### EXCERPTED PASSAGE:

The introduction of a chorus of boy-fairies means that the opera becomes greatly concerned with the theme of purity. It is these juvenile fairies who eventually quell the libidinous activities of the quartet of lovers, as they sing a beautiful melody on the three "motto chords" (also on the four "magic" chords) of the second act: "Jack shall have Jill/Naught shall go ill/The man shall have his mare again/And all shall be well." Sung by boys, it could be considered that this goes beyond irony, and represents an idealised vision of a paradise of innocence and purity that Britten seems to have been captivated by throughout his life.

Britten also pays attention to the play's central motif: the madness of love. Curiously, he took the one relationship in the play that is grotesque (that of Tytania and Bottom) and placed it in the centre of his opera (in the middle of act 2). Women in Britten operas tend to run to extremes, being either predators or vulnerable prey, but Tytania is an amalgam; she dominates Bottom, but is herself completely dominated by Oberon and Puck, the couple that are usually considered to really hold power in The Dream. Their cruel pranks eventually quell her coloratura, which until she is freed from the power of the love-juice is fiendishly difficult to sing.

Britten also parodied operatic convention in less obvious ways than Pyramus and Thisbe. Like many other operas, A Midsummer Night's Dream opens with a chorus, but it is a chorus of unbroken boys' voices, singing in unison. After this comes the entrance of the prima donna and the male lead, who is as far away as possible from Wagner's heldentenors, and as close as it is possible to get to Handel's castrati of the 18th century.: "There is an air of baroque fantasy in the music." Britten's treatment of Puck also suggests parody. In opera, the hero's assistant is traditionally sung by baritones, yet here we have an adolescent youth who speaks, rather than sings.

Britten thought the character of Puck "absolutely amoral and yet innocent." Describing the speaking, tumbling Puck of the opera, Britten wrote "I got the idea of doing Puck like this in Stockholm, where I saw some Swedish child acrobats with extraordinary agility and powers of mimicry, and suddenly realised we could do Puck this way."

==Recordings==
There are many recordings available, including two conducted by the composer, one a live recording of the 11 June 1960 premiere with the complete original cast, the second a studio recording made in 1967 with some of the original cast, Deller as Oberon, Owen Brannigan as Bottom, and Peter Pears elevated from Flute to Lysander, which omits some music from the lovers' awakening early in act 3.

### THE DATA:
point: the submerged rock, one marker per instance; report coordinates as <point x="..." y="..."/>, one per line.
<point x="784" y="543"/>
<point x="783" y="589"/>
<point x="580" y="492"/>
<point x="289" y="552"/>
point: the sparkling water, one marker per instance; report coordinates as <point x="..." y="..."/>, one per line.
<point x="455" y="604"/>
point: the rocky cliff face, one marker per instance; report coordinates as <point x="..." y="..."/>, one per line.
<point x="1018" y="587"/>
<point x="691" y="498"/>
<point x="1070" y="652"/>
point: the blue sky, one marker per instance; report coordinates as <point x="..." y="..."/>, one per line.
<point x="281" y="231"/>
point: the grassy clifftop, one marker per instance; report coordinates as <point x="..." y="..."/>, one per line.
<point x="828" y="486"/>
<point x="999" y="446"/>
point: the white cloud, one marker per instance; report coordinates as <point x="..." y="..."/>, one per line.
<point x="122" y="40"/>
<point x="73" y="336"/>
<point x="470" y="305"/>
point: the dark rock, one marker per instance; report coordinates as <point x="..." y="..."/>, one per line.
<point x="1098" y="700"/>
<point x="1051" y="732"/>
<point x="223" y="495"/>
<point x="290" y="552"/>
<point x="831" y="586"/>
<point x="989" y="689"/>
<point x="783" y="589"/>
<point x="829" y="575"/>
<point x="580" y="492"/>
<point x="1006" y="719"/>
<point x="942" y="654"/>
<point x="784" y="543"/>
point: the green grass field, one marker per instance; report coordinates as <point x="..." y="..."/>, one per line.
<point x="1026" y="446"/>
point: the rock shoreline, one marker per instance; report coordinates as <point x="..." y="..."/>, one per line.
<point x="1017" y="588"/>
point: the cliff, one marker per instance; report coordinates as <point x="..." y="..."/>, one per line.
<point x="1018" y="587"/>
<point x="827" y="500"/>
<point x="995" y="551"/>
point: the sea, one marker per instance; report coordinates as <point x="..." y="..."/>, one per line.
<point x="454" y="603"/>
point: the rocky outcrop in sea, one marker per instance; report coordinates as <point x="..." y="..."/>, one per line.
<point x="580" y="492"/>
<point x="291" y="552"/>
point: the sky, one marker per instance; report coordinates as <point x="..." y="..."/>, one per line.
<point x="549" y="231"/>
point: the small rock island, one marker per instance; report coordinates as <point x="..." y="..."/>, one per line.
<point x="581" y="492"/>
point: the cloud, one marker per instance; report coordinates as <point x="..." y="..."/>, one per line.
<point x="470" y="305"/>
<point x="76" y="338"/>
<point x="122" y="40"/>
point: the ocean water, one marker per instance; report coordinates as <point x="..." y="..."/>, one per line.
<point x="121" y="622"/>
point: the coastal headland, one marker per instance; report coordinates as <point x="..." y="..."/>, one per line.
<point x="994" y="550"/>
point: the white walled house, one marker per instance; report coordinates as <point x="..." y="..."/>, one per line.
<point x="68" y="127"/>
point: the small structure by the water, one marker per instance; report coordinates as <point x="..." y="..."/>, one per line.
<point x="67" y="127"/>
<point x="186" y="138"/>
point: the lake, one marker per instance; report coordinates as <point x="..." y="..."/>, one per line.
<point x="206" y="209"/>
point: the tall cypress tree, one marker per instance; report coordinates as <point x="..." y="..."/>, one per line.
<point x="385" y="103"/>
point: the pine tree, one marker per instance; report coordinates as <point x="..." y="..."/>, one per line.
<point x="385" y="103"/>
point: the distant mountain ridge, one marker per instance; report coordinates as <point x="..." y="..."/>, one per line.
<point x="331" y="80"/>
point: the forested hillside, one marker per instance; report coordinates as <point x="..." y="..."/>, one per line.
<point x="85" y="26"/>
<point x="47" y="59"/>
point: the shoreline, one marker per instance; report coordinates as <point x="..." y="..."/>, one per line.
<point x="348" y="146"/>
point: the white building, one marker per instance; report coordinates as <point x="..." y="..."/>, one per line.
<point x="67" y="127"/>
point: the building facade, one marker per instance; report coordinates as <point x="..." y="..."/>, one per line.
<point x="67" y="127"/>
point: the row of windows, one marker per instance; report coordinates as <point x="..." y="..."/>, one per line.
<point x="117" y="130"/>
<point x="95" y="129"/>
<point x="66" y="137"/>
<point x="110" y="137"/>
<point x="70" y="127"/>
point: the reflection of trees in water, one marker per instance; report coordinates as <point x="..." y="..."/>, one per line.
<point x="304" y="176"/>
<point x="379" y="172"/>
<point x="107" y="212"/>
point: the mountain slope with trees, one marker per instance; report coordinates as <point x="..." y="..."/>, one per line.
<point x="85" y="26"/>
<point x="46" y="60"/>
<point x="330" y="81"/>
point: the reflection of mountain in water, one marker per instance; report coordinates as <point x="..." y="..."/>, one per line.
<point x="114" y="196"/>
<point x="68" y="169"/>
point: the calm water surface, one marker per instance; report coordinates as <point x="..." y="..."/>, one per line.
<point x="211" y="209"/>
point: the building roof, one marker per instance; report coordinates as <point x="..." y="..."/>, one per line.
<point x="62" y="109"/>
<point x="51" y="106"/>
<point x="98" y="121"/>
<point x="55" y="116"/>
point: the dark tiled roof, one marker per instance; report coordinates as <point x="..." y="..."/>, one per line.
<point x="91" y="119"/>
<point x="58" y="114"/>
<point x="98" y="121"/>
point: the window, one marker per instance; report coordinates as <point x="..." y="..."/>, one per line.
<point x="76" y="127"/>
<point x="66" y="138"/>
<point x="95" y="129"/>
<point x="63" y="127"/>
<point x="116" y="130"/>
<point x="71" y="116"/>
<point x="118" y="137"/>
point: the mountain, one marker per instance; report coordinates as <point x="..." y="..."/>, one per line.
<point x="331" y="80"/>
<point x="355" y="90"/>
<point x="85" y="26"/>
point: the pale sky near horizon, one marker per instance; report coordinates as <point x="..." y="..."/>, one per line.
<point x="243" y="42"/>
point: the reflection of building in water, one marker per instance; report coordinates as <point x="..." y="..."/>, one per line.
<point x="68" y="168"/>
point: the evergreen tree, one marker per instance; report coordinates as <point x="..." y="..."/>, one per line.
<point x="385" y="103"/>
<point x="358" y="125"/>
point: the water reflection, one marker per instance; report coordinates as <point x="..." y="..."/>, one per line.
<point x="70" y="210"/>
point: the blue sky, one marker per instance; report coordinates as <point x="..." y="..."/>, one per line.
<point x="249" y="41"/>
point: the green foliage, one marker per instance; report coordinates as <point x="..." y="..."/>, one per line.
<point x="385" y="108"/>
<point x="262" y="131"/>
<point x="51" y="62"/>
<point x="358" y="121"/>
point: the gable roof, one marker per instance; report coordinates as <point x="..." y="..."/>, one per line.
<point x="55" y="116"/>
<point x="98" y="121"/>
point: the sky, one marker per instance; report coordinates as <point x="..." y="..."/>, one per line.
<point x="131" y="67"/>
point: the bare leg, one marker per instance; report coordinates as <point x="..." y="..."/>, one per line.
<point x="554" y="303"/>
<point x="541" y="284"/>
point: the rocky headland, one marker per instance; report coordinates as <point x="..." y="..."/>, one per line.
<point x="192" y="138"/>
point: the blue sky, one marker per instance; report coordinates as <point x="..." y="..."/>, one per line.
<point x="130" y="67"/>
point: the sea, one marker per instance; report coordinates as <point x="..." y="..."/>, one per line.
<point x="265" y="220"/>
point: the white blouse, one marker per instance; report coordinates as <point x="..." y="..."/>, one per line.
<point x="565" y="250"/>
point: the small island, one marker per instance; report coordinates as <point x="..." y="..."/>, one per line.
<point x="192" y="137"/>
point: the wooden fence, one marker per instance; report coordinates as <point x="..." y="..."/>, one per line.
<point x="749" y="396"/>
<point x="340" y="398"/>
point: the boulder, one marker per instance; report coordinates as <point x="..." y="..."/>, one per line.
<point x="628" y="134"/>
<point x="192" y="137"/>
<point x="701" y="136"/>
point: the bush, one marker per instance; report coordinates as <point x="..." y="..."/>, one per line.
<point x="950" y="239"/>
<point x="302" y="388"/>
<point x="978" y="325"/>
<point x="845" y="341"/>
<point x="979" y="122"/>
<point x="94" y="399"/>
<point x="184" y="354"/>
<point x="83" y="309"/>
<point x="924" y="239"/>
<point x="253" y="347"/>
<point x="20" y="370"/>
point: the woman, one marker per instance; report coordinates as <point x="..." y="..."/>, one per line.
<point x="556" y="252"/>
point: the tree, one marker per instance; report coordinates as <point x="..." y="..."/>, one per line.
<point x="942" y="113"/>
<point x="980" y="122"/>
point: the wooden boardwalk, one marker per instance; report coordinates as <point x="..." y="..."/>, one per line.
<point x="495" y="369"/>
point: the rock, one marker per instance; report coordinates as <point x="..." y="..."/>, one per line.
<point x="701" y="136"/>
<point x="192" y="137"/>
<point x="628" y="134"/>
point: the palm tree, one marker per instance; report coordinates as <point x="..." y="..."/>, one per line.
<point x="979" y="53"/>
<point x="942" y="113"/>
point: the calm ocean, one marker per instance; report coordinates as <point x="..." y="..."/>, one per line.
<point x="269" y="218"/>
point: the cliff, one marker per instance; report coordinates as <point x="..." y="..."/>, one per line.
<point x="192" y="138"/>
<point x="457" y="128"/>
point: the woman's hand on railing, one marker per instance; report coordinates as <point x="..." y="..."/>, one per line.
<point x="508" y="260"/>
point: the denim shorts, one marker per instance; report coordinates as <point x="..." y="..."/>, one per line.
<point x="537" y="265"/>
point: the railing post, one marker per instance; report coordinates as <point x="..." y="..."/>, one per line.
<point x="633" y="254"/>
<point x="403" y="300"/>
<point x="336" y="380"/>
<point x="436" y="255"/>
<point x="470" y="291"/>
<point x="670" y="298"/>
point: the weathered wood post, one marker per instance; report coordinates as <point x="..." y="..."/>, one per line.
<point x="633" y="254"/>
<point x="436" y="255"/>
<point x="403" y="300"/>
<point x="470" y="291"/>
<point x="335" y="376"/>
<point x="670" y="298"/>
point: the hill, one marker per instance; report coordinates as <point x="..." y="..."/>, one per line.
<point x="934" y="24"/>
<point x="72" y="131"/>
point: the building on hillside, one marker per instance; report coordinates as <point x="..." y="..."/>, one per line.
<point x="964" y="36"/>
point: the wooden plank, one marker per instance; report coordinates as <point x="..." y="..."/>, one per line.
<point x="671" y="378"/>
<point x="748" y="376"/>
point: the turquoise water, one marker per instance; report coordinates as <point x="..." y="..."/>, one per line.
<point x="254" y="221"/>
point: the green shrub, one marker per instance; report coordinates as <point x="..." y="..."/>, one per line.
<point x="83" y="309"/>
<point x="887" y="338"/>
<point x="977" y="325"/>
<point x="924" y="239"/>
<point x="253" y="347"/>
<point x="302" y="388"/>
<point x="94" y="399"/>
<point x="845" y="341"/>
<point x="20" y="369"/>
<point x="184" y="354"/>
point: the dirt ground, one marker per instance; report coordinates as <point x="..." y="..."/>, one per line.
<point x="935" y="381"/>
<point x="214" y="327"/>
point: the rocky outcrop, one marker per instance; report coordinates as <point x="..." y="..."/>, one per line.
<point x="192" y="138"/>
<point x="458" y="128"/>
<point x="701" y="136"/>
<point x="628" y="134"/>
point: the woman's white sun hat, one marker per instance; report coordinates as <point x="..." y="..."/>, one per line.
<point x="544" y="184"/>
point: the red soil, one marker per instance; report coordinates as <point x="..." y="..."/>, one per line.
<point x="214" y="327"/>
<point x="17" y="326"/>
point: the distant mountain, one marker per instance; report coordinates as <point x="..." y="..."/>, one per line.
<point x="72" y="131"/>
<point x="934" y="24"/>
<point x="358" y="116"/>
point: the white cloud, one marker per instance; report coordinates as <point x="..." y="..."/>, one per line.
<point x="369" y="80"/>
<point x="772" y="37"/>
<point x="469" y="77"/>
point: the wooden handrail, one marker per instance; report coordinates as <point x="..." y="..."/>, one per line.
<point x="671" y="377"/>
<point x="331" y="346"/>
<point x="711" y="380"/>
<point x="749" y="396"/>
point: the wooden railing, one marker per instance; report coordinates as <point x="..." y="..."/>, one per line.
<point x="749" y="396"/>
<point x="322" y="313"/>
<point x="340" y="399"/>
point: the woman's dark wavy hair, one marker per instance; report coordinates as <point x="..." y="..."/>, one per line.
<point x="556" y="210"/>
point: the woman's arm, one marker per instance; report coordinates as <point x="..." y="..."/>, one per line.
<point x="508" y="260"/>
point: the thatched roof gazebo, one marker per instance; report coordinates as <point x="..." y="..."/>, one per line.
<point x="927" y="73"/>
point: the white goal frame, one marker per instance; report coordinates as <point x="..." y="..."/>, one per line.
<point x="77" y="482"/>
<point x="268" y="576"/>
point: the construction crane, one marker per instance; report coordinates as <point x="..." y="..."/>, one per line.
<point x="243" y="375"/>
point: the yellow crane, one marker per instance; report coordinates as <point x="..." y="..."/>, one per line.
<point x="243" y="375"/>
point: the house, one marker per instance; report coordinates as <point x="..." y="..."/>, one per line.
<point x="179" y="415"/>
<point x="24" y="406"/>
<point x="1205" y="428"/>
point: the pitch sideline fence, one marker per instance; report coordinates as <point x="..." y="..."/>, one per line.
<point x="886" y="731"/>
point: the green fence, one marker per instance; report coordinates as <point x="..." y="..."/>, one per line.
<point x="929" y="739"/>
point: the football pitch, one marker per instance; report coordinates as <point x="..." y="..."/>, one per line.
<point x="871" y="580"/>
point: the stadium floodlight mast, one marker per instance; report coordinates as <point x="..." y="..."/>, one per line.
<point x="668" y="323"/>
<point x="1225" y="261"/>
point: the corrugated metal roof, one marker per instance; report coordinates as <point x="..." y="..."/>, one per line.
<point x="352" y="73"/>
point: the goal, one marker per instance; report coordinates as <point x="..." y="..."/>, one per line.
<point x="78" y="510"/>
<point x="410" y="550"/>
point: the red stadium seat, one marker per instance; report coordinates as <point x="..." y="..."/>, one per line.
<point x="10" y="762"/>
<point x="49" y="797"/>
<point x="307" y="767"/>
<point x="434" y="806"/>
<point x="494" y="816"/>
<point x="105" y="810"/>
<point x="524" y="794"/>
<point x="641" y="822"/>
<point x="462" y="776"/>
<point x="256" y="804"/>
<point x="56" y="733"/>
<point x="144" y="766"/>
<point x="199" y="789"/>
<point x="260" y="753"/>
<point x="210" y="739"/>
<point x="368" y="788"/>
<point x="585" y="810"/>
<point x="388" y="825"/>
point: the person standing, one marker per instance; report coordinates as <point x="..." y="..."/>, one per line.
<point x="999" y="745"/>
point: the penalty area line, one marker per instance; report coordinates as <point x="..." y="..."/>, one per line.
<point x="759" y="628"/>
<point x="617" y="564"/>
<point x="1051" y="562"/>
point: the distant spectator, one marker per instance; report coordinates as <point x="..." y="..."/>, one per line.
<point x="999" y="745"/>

### WORK ORDER A:
According to the passage on Britten's opera, how did Britten come up with the idea of presenting Puck as a speaking, tumbling figure? Answer in one to three sentences.
### WORK ORDER B:
Quote the part of the passage on Britten's opera that opens with the words containing "Britten also parodied" and closes with "rather than sings.".
The items play no part in this work.

### TASK RESPONSE A:
Britten got the idea in Stockholm, where he saw some Swedish child acrobats with extraordinary agility and powers of mimicry. Seeing them, he suddenly realized Puck could be done that way.

### TASK RESPONSE B:
Britten also parodied operatic convention in less obvious ways than Pyramus and Thisbe. Like many other operas, A Midsummer Night's Dream opens with a chorus, but it is a chorus of unbroken boys' voices, singing in unison. After this comes the entrance of the prima donna and the male lead, who is as far away as possible from Wagner's heldentenors, and as close as it is possible to get to Handel's castrati of the 18th century.: "There is an air of baroque fantasy in the music." Britten's treatment of Puck also suggests parody. In opera, the hero's assistant is traditionally sung by baritones, yet here we have an adolescent youth who speaks, rather than sings.